=== STATED TASK ===
Starting with the line that has "locate | one dot per instance of the dark terrain" in it, repeat every line through the last one, word for word, and give nothing more.

[START OF AVAILABLE DATA]

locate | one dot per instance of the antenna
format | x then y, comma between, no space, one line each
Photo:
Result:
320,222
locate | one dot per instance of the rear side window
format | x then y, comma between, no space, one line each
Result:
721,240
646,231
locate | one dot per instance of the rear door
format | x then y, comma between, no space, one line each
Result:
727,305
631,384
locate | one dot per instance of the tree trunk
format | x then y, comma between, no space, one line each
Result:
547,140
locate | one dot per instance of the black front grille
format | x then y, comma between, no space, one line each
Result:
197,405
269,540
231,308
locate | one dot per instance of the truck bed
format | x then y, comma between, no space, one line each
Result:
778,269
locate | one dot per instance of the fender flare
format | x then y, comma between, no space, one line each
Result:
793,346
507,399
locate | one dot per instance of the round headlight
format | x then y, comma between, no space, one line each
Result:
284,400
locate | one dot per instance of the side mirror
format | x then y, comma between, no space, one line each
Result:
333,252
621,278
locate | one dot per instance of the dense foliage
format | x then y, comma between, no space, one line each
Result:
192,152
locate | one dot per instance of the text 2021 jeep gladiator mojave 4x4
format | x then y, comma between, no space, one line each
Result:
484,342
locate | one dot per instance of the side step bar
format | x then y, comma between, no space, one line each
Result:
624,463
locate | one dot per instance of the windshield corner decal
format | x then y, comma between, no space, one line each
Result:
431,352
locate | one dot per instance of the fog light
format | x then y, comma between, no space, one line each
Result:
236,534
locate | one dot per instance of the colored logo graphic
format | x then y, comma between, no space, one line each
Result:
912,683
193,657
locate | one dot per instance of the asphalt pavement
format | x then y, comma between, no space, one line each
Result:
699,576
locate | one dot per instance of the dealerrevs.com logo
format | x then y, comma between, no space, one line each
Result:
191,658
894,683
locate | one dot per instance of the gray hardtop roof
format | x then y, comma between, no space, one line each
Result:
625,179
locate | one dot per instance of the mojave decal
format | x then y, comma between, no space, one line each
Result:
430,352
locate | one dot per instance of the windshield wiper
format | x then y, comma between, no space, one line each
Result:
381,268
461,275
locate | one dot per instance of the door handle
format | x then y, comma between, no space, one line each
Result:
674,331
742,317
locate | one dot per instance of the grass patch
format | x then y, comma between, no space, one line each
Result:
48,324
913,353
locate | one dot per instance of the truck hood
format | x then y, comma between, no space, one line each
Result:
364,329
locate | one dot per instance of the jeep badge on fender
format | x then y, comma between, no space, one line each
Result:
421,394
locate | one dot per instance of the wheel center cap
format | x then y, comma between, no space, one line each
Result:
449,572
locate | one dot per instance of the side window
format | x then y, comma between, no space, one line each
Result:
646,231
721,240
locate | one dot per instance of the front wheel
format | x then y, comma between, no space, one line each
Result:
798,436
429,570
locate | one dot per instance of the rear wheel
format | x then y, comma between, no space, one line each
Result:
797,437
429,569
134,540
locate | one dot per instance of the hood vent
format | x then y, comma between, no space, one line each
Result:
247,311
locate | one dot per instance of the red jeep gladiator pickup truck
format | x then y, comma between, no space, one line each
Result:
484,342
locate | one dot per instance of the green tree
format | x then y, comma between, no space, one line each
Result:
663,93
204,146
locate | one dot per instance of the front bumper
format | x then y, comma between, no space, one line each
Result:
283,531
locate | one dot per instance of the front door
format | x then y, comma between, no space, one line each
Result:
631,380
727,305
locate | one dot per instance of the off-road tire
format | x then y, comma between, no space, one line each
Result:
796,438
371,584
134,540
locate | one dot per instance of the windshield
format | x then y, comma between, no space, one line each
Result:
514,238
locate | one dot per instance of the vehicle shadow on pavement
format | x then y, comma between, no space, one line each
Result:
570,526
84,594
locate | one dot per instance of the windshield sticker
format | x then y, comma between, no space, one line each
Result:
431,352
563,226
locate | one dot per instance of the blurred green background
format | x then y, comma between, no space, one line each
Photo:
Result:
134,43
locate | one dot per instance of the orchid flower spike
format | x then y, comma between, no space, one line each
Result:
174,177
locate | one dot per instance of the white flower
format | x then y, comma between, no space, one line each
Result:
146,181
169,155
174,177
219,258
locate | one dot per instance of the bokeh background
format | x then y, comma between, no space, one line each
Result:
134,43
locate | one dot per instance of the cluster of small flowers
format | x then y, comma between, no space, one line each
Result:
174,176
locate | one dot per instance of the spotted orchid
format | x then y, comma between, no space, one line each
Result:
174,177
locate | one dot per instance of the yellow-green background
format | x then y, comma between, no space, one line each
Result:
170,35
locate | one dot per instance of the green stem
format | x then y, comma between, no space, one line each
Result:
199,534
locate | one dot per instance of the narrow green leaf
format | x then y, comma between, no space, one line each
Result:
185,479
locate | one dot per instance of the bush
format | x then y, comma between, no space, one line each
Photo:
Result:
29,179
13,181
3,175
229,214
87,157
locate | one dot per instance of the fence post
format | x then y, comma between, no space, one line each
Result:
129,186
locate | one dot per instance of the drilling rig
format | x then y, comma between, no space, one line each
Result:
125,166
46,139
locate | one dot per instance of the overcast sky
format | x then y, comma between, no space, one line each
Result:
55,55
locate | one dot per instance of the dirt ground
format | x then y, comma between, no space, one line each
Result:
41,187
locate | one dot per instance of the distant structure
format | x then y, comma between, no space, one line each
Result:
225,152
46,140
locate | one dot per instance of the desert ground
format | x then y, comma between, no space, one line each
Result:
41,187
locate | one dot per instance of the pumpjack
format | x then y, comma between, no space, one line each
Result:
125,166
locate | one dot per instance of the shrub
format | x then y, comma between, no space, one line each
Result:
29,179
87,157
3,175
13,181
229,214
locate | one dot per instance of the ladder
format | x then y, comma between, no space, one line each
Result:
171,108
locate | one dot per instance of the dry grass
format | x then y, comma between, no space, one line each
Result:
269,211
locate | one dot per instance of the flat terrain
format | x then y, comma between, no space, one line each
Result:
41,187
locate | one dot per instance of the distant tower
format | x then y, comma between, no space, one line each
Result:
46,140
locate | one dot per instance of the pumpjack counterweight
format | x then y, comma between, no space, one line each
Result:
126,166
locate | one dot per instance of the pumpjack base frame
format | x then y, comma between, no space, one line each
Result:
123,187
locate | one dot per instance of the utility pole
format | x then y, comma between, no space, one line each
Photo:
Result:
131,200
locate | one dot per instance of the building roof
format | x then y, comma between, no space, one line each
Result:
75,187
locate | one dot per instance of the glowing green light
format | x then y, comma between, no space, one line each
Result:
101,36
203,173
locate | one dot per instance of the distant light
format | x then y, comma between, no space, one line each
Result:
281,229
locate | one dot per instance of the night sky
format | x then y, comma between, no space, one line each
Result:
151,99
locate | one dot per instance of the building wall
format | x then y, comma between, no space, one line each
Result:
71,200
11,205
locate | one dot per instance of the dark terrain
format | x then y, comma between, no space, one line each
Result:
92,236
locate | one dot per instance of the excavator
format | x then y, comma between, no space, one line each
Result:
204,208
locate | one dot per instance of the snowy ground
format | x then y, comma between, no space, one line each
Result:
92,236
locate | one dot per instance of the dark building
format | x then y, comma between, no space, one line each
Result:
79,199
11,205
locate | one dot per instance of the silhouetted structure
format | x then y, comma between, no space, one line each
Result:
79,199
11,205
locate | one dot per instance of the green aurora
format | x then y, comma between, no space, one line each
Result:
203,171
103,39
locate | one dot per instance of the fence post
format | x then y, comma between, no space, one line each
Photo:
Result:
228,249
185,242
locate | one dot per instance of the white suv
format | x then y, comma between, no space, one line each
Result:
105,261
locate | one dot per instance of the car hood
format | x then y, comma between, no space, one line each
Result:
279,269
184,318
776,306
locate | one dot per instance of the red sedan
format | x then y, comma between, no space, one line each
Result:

[END OF AVAILABLE DATA]

=== EXPECTED ANSWER ===
locate | one dot per instance of the dark terrain
format | x then y, comma between, no space, one line each
Result:
92,236
locate | one dot per instance of the excavator
format | x then y, comma between, no space, one line each
Result:
204,208
locate | one dot per instance of the snowy ground
format | x then y, comma between, no space, one line each
Result:
92,236
locate | one dot per instance of the dark building
format | x then y, comma between, no space, one line each
Result:
79,199
11,205
locate | one dot per instance of the silhouetted structure
format | x then y, comma between, no space, one line each
Result:
79,199
11,205
locate | one dot per instance of the green aurora
format | x then y, comma between, no space, one line each
Result:
203,171
103,39
locate | one dot per instance of the fence post
format | x then y, comma between, no space, one line each
Photo:
Result:
228,249
185,242
locate | one dot per instance of the white suv
format | x then y, comma between, no space, one line each
Result:
105,261
locate | one dot per instance of the car hood
format | x then y, comma between, no space, one line each
Result:
279,269
184,318
776,306
locate | one dot per instance of the red sedan
format | x then y, comma between, no space, one line each
Result:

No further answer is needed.